*Assignment*. Wherever a picture sits, omit it. Output the rest of the listing exactly.
* * *
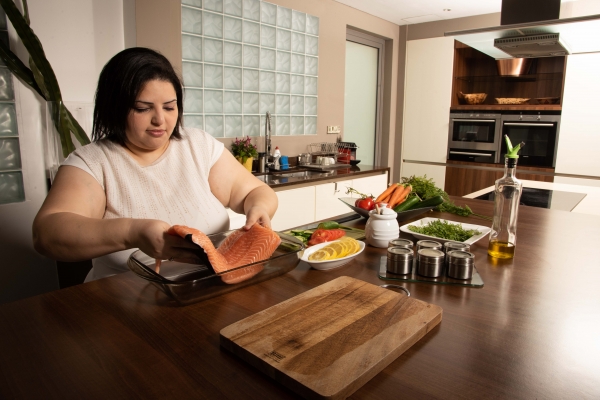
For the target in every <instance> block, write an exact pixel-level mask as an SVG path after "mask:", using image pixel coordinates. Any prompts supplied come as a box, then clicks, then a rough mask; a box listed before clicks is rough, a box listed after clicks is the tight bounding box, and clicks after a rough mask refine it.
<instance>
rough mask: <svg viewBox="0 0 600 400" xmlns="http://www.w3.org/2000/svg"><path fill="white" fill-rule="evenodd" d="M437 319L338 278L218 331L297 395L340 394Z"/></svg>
mask: <svg viewBox="0 0 600 400" xmlns="http://www.w3.org/2000/svg"><path fill="white" fill-rule="evenodd" d="M441 320H442V309H441V308H440V307H438V306H436V305H433V304H428V303H425V302H423V301H420V300H416V299H413V298H410V297H407V296H406V295H405V294H403V293H398V292H395V291H392V290H389V289H384V288H381V287H379V286H376V285H373V284H370V283H367V282H364V281H361V280H358V279H354V278H350V277H347V276H342V277H339V278H337V279H334V280H332V281H330V282H328V283H325V284H323V285H321V286H318V287H316V288H314V289H311V290H309V291H307V292H305V293H302V294H300V295H298V296H295V297H293V298H291V299H289V300H286V301H284V302H282V303H280V304H277V305H275V306H273V307H270V308H268V309H266V310H264V311H261V312H259V313H257V314H254V315H252V316H250V317H248V318H245V319H243V320H241V321H238V322H236V323H234V324H232V325H229V326H228V327H226V328H223V329H222V330H221V335H220V339H221V346H223V347H224V348H226V349H227V350H229V351H231V352H232V353H234V354H236V355H237V356H239V357H241V358H242V359H243V360H245V361H246V362H248V363H250V364H251V365H253V366H254V367H256V368H257V369H259V370H260V371H262V372H264V373H266V374H267V375H269V376H270V377H272V378H274V379H275V380H277V381H279V382H281V383H282V384H283V385H285V386H287V387H288V388H290V389H291V390H293V391H295V392H296V393H298V394H300V395H302V396H303V397H305V398H315V399H343V398H346V397H348V396H350V395H351V394H352V393H354V392H355V391H356V390H357V389H358V388H360V387H361V386H362V385H364V384H365V383H366V382H367V381H368V380H369V379H371V378H372V377H373V376H375V375H376V374H378V373H379V372H380V371H381V370H383V369H384V368H385V367H386V366H388V365H389V364H390V363H391V362H392V361H394V360H395V359H396V358H397V357H398V356H400V354H402V353H403V352H404V351H406V350H407V349H408V348H409V347H410V346H412V345H413V344H414V343H416V342H417V341H418V340H419V339H421V338H422V337H423V336H425V334H426V333H427V332H429V331H431V329H433V327H435V326H436V325H437V324H438V323H439V322H440V321H441Z"/></svg>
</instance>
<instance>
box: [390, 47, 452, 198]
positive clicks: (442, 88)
mask: <svg viewBox="0 0 600 400" xmlns="http://www.w3.org/2000/svg"><path fill="white" fill-rule="evenodd" d="M453 64H454V39H453V38H450V37H439V38H431V39H421V40H409V41H408V42H407V43H406V78H405V82H406V86H405V91H404V99H405V100H404V126H403V129H402V160H406V162H403V163H402V167H401V169H402V170H401V174H402V175H401V176H410V175H409V174H407V173H405V172H404V169H405V168H407V167H408V168H409V169H410V171H411V174H414V175H419V176H423V175H425V174H427V172H430V170H431V167H430V165H426V164H420V163H411V162H410V161H427V162H434V163H446V159H447V156H446V154H447V151H448V122H449V118H450V102H451V99H452V96H453V94H452V70H453ZM445 168H446V167H436V168H435V169H436V170H439V172H436V174H435V175H436V177H437V178H436V179H435V181H436V183H437V182H438V179H439V177H440V176H441V177H443V176H444V175H445ZM428 176H430V175H429V174H428ZM442 180H443V179H442ZM442 183H443V182H442ZM441 187H444V186H443V185H442V186H441Z"/></svg>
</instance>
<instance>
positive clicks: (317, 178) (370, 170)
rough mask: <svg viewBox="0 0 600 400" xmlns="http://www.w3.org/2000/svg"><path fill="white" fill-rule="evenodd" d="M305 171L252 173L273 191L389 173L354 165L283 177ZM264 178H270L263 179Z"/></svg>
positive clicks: (389, 171) (304, 169)
mask: <svg viewBox="0 0 600 400" xmlns="http://www.w3.org/2000/svg"><path fill="white" fill-rule="evenodd" d="M306 170H307V169H306V168H304V167H302V166H300V167H294V168H291V169H289V170H280V171H274V172H271V173H270V174H261V173H256V172H255V173H254V175H255V176H256V177H257V178H259V179H261V180H262V181H263V182H265V183H267V184H268V185H269V186H270V187H272V188H273V190H276V191H277V190H280V189H282V190H286V189H289V188H290V187H292V186H294V187H299V186H308V185H315V184H317V183H327V182H335V181H340V180H348V179H353V178H357V177H363V176H369V175H376V174H378V173H380V174H381V173H385V172H387V173H388V175H389V173H390V168H389V167H379V166H373V165H356V166H350V165H348V167H347V168H335V169H332V170H330V171H327V172H320V171H314V172H315V174H314V175H309V176H301V177H286V176H284V175H288V174H293V173H295V172H299V171H306ZM265 176H268V177H270V178H269V179H265Z"/></svg>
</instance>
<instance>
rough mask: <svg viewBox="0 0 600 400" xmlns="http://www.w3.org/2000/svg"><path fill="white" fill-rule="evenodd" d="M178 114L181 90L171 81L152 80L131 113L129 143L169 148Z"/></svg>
mask: <svg viewBox="0 0 600 400" xmlns="http://www.w3.org/2000/svg"><path fill="white" fill-rule="evenodd" d="M177 116H178V114H177V94H176V93H175V88H173V85H172V84H171V82H167V81H161V80H151V81H148V82H147V83H146V84H145V85H144V86H143V87H142V90H141V91H140V93H139V94H138V96H137V98H136V101H135V104H134V106H133V109H131V110H130V111H129V115H128V116H127V129H126V130H125V133H126V135H127V146H128V147H129V146H133V147H134V148H135V149H137V150H141V151H146V152H147V151H153V150H158V149H164V148H166V147H167V146H168V143H169V138H170V137H171V134H172V133H173V129H175V124H176V123H177ZM131 150H134V149H131Z"/></svg>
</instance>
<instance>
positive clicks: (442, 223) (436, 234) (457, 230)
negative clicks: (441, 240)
mask: <svg viewBox="0 0 600 400" xmlns="http://www.w3.org/2000/svg"><path fill="white" fill-rule="evenodd" d="M408 229H409V230H410V231H412V232H416V233H420V234H422V235H428V236H435V237H439V238H442V239H448V240H456V241H458V242H464V241H465V240H467V239H468V238H470V237H472V236H474V235H479V234H480V233H481V232H479V231H478V230H476V229H464V228H463V227H462V225H460V224H452V223H450V222H448V221H440V220H434V221H431V222H429V223H427V224H426V225H423V226H416V225H409V226H408Z"/></svg>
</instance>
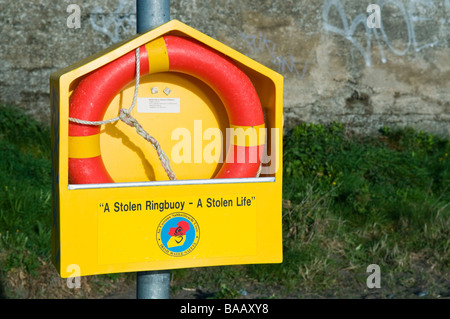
* * *
*Answer for the task*.
For the target in every <instance> block, write an exact pixel-level mask as an SVG path after "mask:", using image pixel coordinates. Any prompts supplied come as a box, then clicks, then a rough mask; a box listed before clicks is rough, a box listed after clicks is the tight bounding box, and clicks after a rough mask refine it.
<instance>
rough mask: <svg viewBox="0 0 600 400" xmlns="http://www.w3.org/2000/svg"><path fill="white" fill-rule="evenodd" d="M437 319L338 278L218 331L297 395L340 394Z"/></svg>
mask: <svg viewBox="0 0 600 400" xmlns="http://www.w3.org/2000/svg"><path fill="white" fill-rule="evenodd" d="M441 320H442V309H441V308H440V307H438V306H436V305H433V304H428V303H425V302H423V301H420V300H416V299H413V298H410V297H407V296H406V295H405V294H403V293H398V292H395V291H392V290H389V289H384V288H381V287H379V286H376V285H373V284H370V283H367V282H364V281H361V280H358V279H354V278H350V277H347V276H342V277H339V278H337V279H334V280H332V281H330V282H328V283H325V284H323V285H321V286H318V287H316V288H314V289H311V290H309V291H307V292H305V293H302V294H300V295H298V296H295V297H293V298H291V299H289V300H286V301H284V302H282V303H280V304H277V305H275V306H273V307H270V308H268V309H266V310H264V311H261V312H259V313H257V314H254V315H252V316H250V317H248V318H245V319H243V320H241V321H238V322H236V323H234V324H232V325H229V326H228V327H226V328H223V329H222V330H221V335H220V339H221V346H223V347H224V348H226V349H227V350H229V351H231V352H232V353H234V354H236V355H237V356H239V357H241V358H242V359H243V360H245V361H246V362H248V363H250V364H251V365H253V366H254V367H256V368H257V369H259V370H260V371H262V372H264V373H266V374H267V375H269V376H270V377H272V378H274V379H275V380H277V381H279V382H281V383H282V384H283V385H285V386H287V387H288V388H290V389H291V390H293V391H295V392H296V393H298V394H300V395H302V396H303V397H305V398H315V399H343V398H346V397H348V396H350V395H351V394H352V393H354V392H355V391H356V390H357V389H358V388H360V387H361V386H362V385H364V384H365V383H366V382H367V381H368V380H369V379H371V378H372V377H373V376H375V375H376V374H378V373H379V372H380V371H381V370H383V369H384V368H385V367H386V366H388V365H389V364H390V363H391V362H392V361H394V360H395V359H396V358H397V357H398V356H400V354H402V353H403V352H404V351H406V350H407V349H408V348H409V347H410V346H412V345H413V344H414V343H416V342H417V341H418V340H419V339H421V338H422V337H423V336H425V334H426V333H427V332H429V331H431V329H433V327H435V326H436V325H437V324H438V323H439V322H440V321H441Z"/></svg>
</instance>
<instance>
box: [390, 47, 452, 198]
positive clicks: (442, 88)
mask: <svg viewBox="0 0 600 400" xmlns="http://www.w3.org/2000/svg"><path fill="white" fill-rule="evenodd" d="M453 64H454V39H453V38H450V37H439V38H431V39H421V40H409V41H408V42H407V43H406V78H405V82H406V86H405V91H404V99H405V100H404V126H403V129H402V160H406V162H403V163H402V167H401V169H402V170H401V174H402V175H401V176H410V175H409V174H407V173H405V172H404V169H405V168H407V167H408V168H409V169H410V171H411V174H414V175H419V176H423V175H425V174H427V172H430V170H431V167H430V165H426V164H420V163H411V162H410V161H427V162H434V163H446V159H447V156H446V154H447V151H448V122H449V118H450V102H451V99H452V96H453V94H452V70H453ZM445 168H446V167H436V168H435V169H436V170H439V172H436V174H435V175H436V177H437V178H436V179H435V181H436V183H437V182H438V179H439V177H440V176H441V177H443V176H444V175H445ZM428 176H430V175H429V174H428ZM442 180H443V179H442ZM442 183H443V182H442ZM441 187H444V186H443V185H442V186H441Z"/></svg>
</instance>
<instance>
positive clicks: (317, 178) (370, 170)
rough mask: <svg viewBox="0 0 600 400" xmlns="http://www.w3.org/2000/svg"><path fill="white" fill-rule="evenodd" d="M305 171L252 173L273 191L389 173L354 165L283 177ZM264 178H270L263 179Z"/></svg>
positive clicks: (389, 171) (304, 169)
mask: <svg viewBox="0 0 600 400" xmlns="http://www.w3.org/2000/svg"><path fill="white" fill-rule="evenodd" d="M306 170H307V169H306V168H304V167H302V166H300V167H294V168H291V169H289V170H280V171H274V172H271V173H270V174H261V173H256V172H255V173H254V175H255V176H256V177H257V178H259V179H261V180H262V181H263V182H265V183H267V184H268V185H269V186H270V187H272V188H273V190H276V191H277V190H280V189H282V190H286V189H289V188H290V187H292V186H294V187H299V186H308V185H315V184H317V183H327V182H335V181H340V180H348V179H353V178H357V177H363V176H369V175H376V174H378V173H380V174H381V173H385V172H387V173H388V175H389V173H390V168H389V167H379V166H373V165H356V166H350V165H348V167H347V168H335V169H332V170H330V171H327V172H320V171H314V172H315V174H314V175H309V176H301V177H286V176H284V175H288V174H293V173H295V172H299V171H306ZM265 176H268V177H270V178H269V179H265Z"/></svg>
</instance>
<instance>
rough mask: <svg viewBox="0 0 600 400" xmlns="http://www.w3.org/2000/svg"><path fill="white" fill-rule="evenodd" d="M178 114L181 90L171 81L152 80L131 113L129 143L169 148Z"/></svg>
mask: <svg viewBox="0 0 600 400" xmlns="http://www.w3.org/2000/svg"><path fill="white" fill-rule="evenodd" d="M177 116H178V114H177V94H176V93H175V88H173V85H172V84H171V82H167V81H161V80H151V81H148V82H147V83H146V84H145V85H144V86H143V87H142V90H141V91H140V93H139V94H138V96H137V98H136V101H135V104H134V106H133V109H131V110H130V111H129V115H128V116H127V129H126V130H125V133H126V135H127V146H128V147H129V146H133V147H134V148H135V149H137V150H141V151H146V152H147V151H153V150H158V149H164V148H166V147H167V146H168V143H169V138H170V137H171V134H172V133H173V129H175V124H176V123H177ZM131 150H134V149H131Z"/></svg>
</instance>
<instance>
positive clicks: (442, 223) (436, 234) (457, 230)
negative clicks: (441, 240)
mask: <svg viewBox="0 0 600 400" xmlns="http://www.w3.org/2000/svg"><path fill="white" fill-rule="evenodd" d="M408 229H409V230H410V231H412V232H416V233H420V234H422V235H428V236H435V237H439V238H442V239H448V240H456V241H458V242H464V241H465V240H467V239H468V238H470V237H472V236H474V235H479V234H480V233H481V232H479V231H478V230H476V229H464V228H463V227H462V225H460V224H452V223H450V222H448V221H440V220H434V221H431V222H429V223H427V224H426V225H423V226H416V225H409V226H408Z"/></svg>
</instance>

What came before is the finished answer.